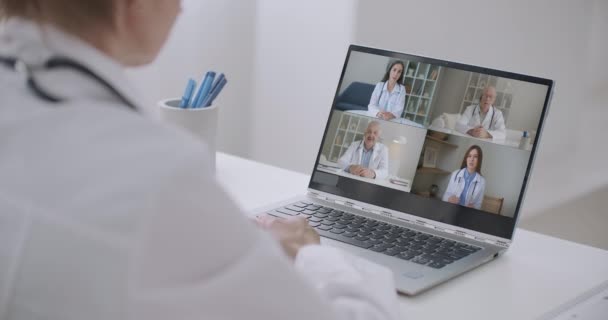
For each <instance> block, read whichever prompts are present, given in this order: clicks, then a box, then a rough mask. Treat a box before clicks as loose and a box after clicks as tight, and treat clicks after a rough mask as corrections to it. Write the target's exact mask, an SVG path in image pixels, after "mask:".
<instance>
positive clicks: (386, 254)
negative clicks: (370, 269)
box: [382, 248, 399, 256]
mask: <svg viewBox="0 0 608 320" xmlns="http://www.w3.org/2000/svg"><path fill="white" fill-rule="evenodd" d="M382 253H384V254H386V255H389V256H395V255H397V254H399V250H396V249H394V248H389V249H386V250H385V251H384V252H382Z"/></svg>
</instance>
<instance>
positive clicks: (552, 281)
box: [217, 153, 608, 320]
mask: <svg viewBox="0 0 608 320" xmlns="http://www.w3.org/2000/svg"><path fill="white" fill-rule="evenodd" d="M217 178H218V180H219V181H220V183H221V184H222V185H223V186H224V187H225V188H226V189H227V191H228V193H230V194H231V195H232V196H233V198H234V199H235V200H236V201H237V203H239V204H240V206H241V207H242V208H243V209H244V210H253V209H254V208H257V207H260V206H263V205H266V204H269V203H271V202H275V201H278V200H284V199H287V198H289V197H292V196H294V195H297V194H304V193H305V192H306V188H307V186H308V180H309V176H308V175H305V174H301V173H296V172H293V171H289V170H284V169H280V168H276V167H272V166H269V165H265V164H261V163H257V162H253V161H249V160H245V159H242V158H238V157H234V156H229V155H225V154H221V153H220V154H218V157H217ZM607 279H608V251H604V250H600V249H596V248H592V247H588V246H584V245H580V244H576V243H573V242H568V241H564V240H560V239H557V238H552V237H549V236H545V235H541V234H538V233H534V232H529V231H526V230H522V229H518V230H517V231H516V234H515V241H514V244H513V246H512V247H511V249H509V250H508V252H507V253H506V254H505V255H504V256H502V257H500V258H498V259H497V260H495V261H493V262H490V263H488V264H486V265H484V266H481V267H479V268H477V269H474V270H472V271H470V272H468V273H466V274H464V275H462V276H460V277H458V278H456V279H452V280H450V281H449V282H447V283H444V284H442V285H439V286H438V287H435V288H433V289H431V290H430V291H427V292H425V293H422V294H421V295H419V296H416V297H406V296H401V297H400V307H401V312H402V314H403V318H404V319H509V320H511V319H537V318H539V317H541V316H542V315H543V314H545V313H547V312H549V311H551V310H553V309H555V308H557V307H558V306H560V305H562V304H564V303H566V302H568V301H570V300H571V299H573V298H574V297H576V296H578V295H580V294H582V293H584V292H585V291H587V290H589V289H591V288H593V287H595V286H596V285H598V284H600V283H602V282H603V281H605V280H607Z"/></svg>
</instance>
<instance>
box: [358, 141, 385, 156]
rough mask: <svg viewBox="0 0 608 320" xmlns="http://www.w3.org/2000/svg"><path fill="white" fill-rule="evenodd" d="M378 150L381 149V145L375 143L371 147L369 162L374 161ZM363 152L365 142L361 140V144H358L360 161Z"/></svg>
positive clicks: (364, 145)
mask: <svg viewBox="0 0 608 320" xmlns="http://www.w3.org/2000/svg"><path fill="white" fill-rule="evenodd" d="M363 139H365V137H363ZM380 148H382V144H381V143H380V142H378V141H376V143H374V146H373V147H372V156H371V158H370V161H374V160H375V159H376V157H377V156H378V153H379V152H380ZM363 150H365V140H361V142H359V159H362V157H363Z"/></svg>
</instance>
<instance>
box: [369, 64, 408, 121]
mask: <svg viewBox="0 0 608 320" xmlns="http://www.w3.org/2000/svg"><path fill="white" fill-rule="evenodd" d="M404 69H405V65H404V64H403V62H402V61H399V60H396V61H393V62H392V63H391V64H390V65H389V68H388V70H386V73H385V74H384V77H382V81H380V82H378V84H376V87H375V88H374V92H373V93H372V97H371V98H370V100H369V105H368V106H367V110H369V111H371V112H372V113H375V116H376V117H378V118H380V119H382V120H391V119H395V118H399V117H401V114H402V113H403V108H404V107H405V86H403V85H402V84H400V83H399V80H400V79H401V75H403V70H404Z"/></svg>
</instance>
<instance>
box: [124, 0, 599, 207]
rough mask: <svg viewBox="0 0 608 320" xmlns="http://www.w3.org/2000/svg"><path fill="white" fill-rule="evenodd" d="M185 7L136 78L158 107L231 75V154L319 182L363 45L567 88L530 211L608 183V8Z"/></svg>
mask: <svg viewBox="0 0 608 320" xmlns="http://www.w3.org/2000/svg"><path fill="white" fill-rule="evenodd" d="M184 3H185V7H186V10H185V11H184V13H183V15H182V17H181V18H180V21H179V23H178V25H177V27H176V31H177V30H179V31H178V32H174V34H173V35H172V38H171V40H170V42H169V45H168V47H167V48H166V50H164V51H163V53H162V54H161V57H160V59H159V61H158V62H157V63H155V64H154V65H152V66H150V67H148V68H145V69H142V70H137V71H135V72H133V74H132V75H133V77H134V78H135V79H137V80H139V81H140V87H142V88H143V89H145V91H146V92H148V93H149V96H150V101H154V100H156V99H160V98H164V97H166V96H175V95H179V94H180V93H181V90H182V89H183V86H184V82H185V80H184V79H185V78H186V77H188V76H194V74H193V73H199V74H202V73H203V72H204V71H205V70H207V69H210V68H212V67H214V68H218V69H219V68H221V69H225V72H226V73H227V75H228V77H229V79H230V81H231V82H230V83H229V85H228V86H227V87H226V91H225V92H224V94H223V95H222V97H220V98H219V100H218V103H222V104H223V109H222V113H221V120H220V122H221V123H220V132H219V136H220V141H219V146H220V149H222V150H225V151H229V152H231V153H236V154H240V155H245V156H249V157H251V158H253V159H255V160H259V161H263V162H267V163H270V164H273V165H278V166H282V167H285V168H289V169H293V170H297V171H301V172H306V173H309V172H310V170H311V169H312V168H311V165H312V163H313V160H314V157H315V155H316V152H317V150H318V146H319V143H320V140H321V134H322V132H323V128H324V126H325V121H326V119H327V115H328V112H329V108H330V104H331V101H332V99H333V94H334V92H335V90H336V86H337V83H338V77H339V74H340V71H341V68H342V63H343V59H344V57H345V54H346V49H347V46H348V44H349V43H351V42H355V43H359V44H363V45H370V46H375V47H380V48H386V49H393V50H398V51H404V52H409V53H418V54H422V55H428V56H432V57H435V58H440V59H446V60H453V61H460V62H464V63H470V64H477V65H482V66H487V67H491V68H497V69H504V70H511V71H514V72H519V73H528V74H532V75H537V76H541V77H547V78H552V79H555V80H556V81H557V87H556V93H555V95H554V99H553V103H552V106H551V109H550V110H551V111H550V114H549V117H548V122H547V125H546V128H545V131H544V135H543V138H542V143H541V148H540V153H539V155H538V159H537V162H536V165H535V172H534V174H533V175H532V179H531V185H530V192H529V194H528V197H527V201H526V204H525V209H526V211H528V212H526V214H531V213H534V212H537V211H539V210H543V209H545V208H547V206H550V205H556V204H559V203H560V202H563V201H567V200H568V199H572V198H575V197H577V196H579V195H581V194H582V193H585V192H589V191H591V190H592V189H593V188H597V187H599V186H601V185H605V184H607V183H608V166H606V165H605V159H606V158H607V157H608V148H605V147H604V145H605V143H603V136H604V135H605V129H604V128H605V127H606V125H605V120H604V119H607V118H608V109H607V108H606V105H607V104H608V103H607V101H608V91H607V90H605V88H607V87H608V72H607V70H608V65H607V59H606V58H605V57H607V56H608V41H606V40H605V38H606V30H608V2H606V1H605V0H589V1H567V0H555V1H550V0H540V1H524V0H514V1H487V0H485V1H482V0H464V1H438V0H429V1H422V2H421V1H412V0H376V1H348V0H339V1H321V0H313V1H307V2H287V1H285V2H284V1H279V0H257V1H225V0H204V1H198V0H185V1H184ZM202 26H206V27H207V28H206V29H204V28H202ZM387 30H388V31H387ZM196 39H199V40H198V41H195V40H196ZM218 66H219V67H218ZM192 70H196V72H193V71H192ZM159 75H162V77H161V76H159ZM581 79H582V80H581ZM580 155H584V158H585V159H584V161H580ZM573 168H578V169H579V170H573ZM547 190H550V192H548V191H547Z"/></svg>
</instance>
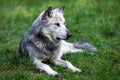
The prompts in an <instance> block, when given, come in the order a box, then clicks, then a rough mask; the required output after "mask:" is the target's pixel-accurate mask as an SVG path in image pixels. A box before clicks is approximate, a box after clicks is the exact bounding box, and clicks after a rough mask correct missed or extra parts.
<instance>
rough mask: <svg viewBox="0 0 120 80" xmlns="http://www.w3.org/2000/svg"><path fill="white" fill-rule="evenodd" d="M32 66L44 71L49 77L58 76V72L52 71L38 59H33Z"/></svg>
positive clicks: (52, 69) (44, 64)
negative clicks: (33, 60) (49, 76)
mask: <svg viewBox="0 0 120 80" xmlns="http://www.w3.org/2000/svg"><path fill="white" fill-rule="evenodd" d="M34 64H35V65H36V67H37V68H38V69H41V70H43V71H45V72H46V73H47V74H49V75H53V76H56V75H58V72H56V71H54V70H53V69H52V68H51V67H50V66H48V65H47V64H44V63H42V62H41V61H40V60H39V59H36V58H35V59H34Z"/></svg>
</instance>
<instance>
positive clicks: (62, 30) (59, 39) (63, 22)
mask: <svg viewBox="0 0 120 80" xmlns="http://www.w3.org/2000/svg"><path fill="white" fill-rule="evenodd" d="M64 8H65V6H64V5H63V6H61V7H59V8H57V9H55V10H53V9H52V7H48V9H47V10H45V11H44V12H43V13H42V14H41V16H40V17H41V24H42V25H43V27H42V28H41V31H42V33H43V34H44V35H46V36H48V37H49V38H51V39H53V40H58V41H59V40H65V39H68V38H69V37H71V33H70V32H69V30H68V29H67V28H66V27H65V19H64V17H63V11H64Z"/></svg>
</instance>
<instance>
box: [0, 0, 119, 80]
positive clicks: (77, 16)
mask: <svg viewBox="0 0 120 80" xmlns="http://www.w3.org/2000/svg"><path fill="white" fill-rule="evenodd" d="M119 3H120V1H119V0H23V1H21V0H0V80H120V4H119ZM62 4H65V5H66V8H65V12H64V16H65V18H66V26H67V28H69V29H70V31H71V32H72V34H73V36H72V38H70V39H69V40H68V41H70V42H76V41H86V42H90V43H92V44H93V45H95V46H96V47H97V48H98V52H97V53H96V54H95V55H90V54H88V52H84V53H77V54H72V55H71V54H70V55H64V56H63V58H64V59H67V60H68V61H70V62H72V63H73V64H74V65H75V66H76V67H78V68H81V69H82V70H83V72H82V73H73V72H71V71H69V70H66V69H63V68H62V67H60V66H56V65H54V64H50V65H51V67H52V68H53V69H54V70H56V71H58V72H60V74H61V77H58V78H56V77H53V76H49V75H46V74H45V73H42V72H40V73H38V72H37V70H36V68H35V66H34V65H33V64H32V61H31V60H30V59H29V58H24V57H23V58H21V57H19V54H18V46H19V42H20V40H21V39H22V37H23V34H24V32H25V31H26V30H27V29H28V28H29V27H30V26H31V24H32V22H33V21H34V20H35V19H36V17H37V16H38V15H39V13H40V12H41V11H43V10H44V9H46V8H47V7H48V6H53V7H54V8H56V7H58V6H61V5H62Z"/></svg>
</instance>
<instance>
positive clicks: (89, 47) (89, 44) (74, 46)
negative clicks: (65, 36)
mask: <svg viewBox="0 0 120 80" xmlns="http://www.w3.org/2000/svg"><path fill="white" fill-rule="evenodd" d="M73 45H74V47H75V48H77V49H83V50H87V51H92V52H97V48H96V47H95V46H93V45H92V44H90V43H81V42H77V43H73Z"/></svg>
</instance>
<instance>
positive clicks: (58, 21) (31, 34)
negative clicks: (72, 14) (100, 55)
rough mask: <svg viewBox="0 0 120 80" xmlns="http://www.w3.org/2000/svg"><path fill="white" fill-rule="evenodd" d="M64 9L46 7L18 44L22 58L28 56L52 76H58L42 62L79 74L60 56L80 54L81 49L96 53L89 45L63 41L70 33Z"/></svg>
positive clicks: (62, 7)
mask: <svg viewBox="0 0 120 80" xmlns="http://www.w3.org/2000/svg"><path fill="white" fill-rule="evenodd" d="M64 8H65V6H64V5H63V6H61V7H59V8H57V9H55V10H52V7H48V9H46V10H45V11H43V12H42V13H41V14H40V15H39V16H38V18H37V19H36V20H35V21H34V22H33V24H32V26H31V27H30V28H29V29H28V30H27V31H26V32H25V34H24V37H23V39H22V40H21V42H20V44H19V53H20V54H21V55H22V56H29V57H30V58H32V59H33V62H34V64H35V65H36V68H38V69H41V70H43V71H45V72H46V73H47V74H49V75H53V76H55V75H58V72H56V71H54V70H53V69H52V68H50V66H48V65H47V64H44V63H43V62H42V61H44V60H46V59H49V60H51V61H52V62H53V63H55V64H56V65H61V66H63V67H67V68H68V69H70V70H72V71H73V72H81V70H80V69H78V68H76V67H75V66H73V65H72V64H71V63H70V62H68V61H65V60H62V59H61V57H62V55H63V54H65V53H69V52H71V53H73V52H82V49H89V50H92V51H94V52H95V51H97V49H96V48H95V47H94V46H93V45H91V44H89V43H68V42H66V41H64V40H65V39H68V38H69V37H71V33H70V31H69V30H68V29H67V28H66V27H65V24H64V23H65V19H64V17H63V11H64Z"/></svg>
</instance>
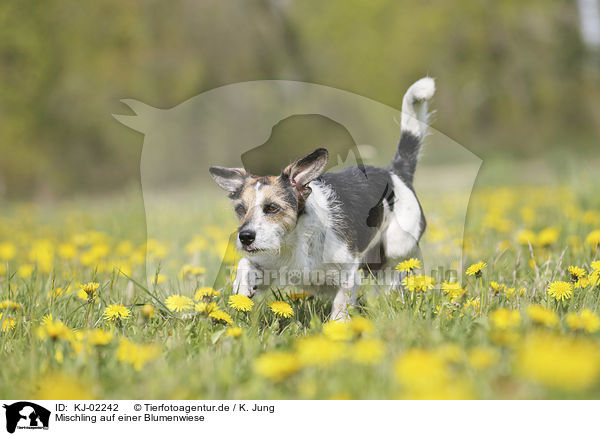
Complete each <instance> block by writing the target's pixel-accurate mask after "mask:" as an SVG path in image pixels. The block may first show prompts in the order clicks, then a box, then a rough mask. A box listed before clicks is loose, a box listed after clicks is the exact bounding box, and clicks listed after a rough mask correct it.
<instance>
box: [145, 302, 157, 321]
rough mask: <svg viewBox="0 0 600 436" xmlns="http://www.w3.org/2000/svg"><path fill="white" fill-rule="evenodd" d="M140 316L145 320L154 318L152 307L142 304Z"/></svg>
mask: <svg viewBox="0 0 600 436" xmlns="http://www.w3.org/2000/svg"><path fill="white" fill-rule="evenodd" d="M142 315H144V316H145V317H146V318H154V316H155V315H154V306H153V305H151V304H148V303H146V304H144V305H143V306H142Z"/></svg>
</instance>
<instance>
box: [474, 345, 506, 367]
mask: <svg viewBox="0 0 600 436" xmlns="http://www.w3.org/2000/svg"><path fill="white" fill-rule="evenodd" d="M499 359H500V355H499V353H498V351H497V350H495V349H493V348H489V347H475V348H472V349H471V350H469V352H468V353H467V361H468V362H469V365H471V366H472V367H473V368H475V369H477V370H484V369H487V368H489V367H490V366H492V365H494V364H495V363H496V362H498V360H499Z"/></svg>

------------

**EXERCISE BRIEF:** Would you please output only the lines from the start of the material above up to and including the line with "negative clicks: (370, 269)", exactly as they appear and without pictures?

**RESULT FOR THIS EXERCISE:**
For each <instance> block, read whichever prompts are present, given in this order: clicks, then a box, then a rough mask. Treat a box before clicks as loose and a box after clicks as tight, and treat clicks after a rough mask as corrections to it. Write the target's exact mask, an SVG path in image pixels, after "mask:".
<instance>
positive clicks: (386, 254)
negative clicks: (370, 269)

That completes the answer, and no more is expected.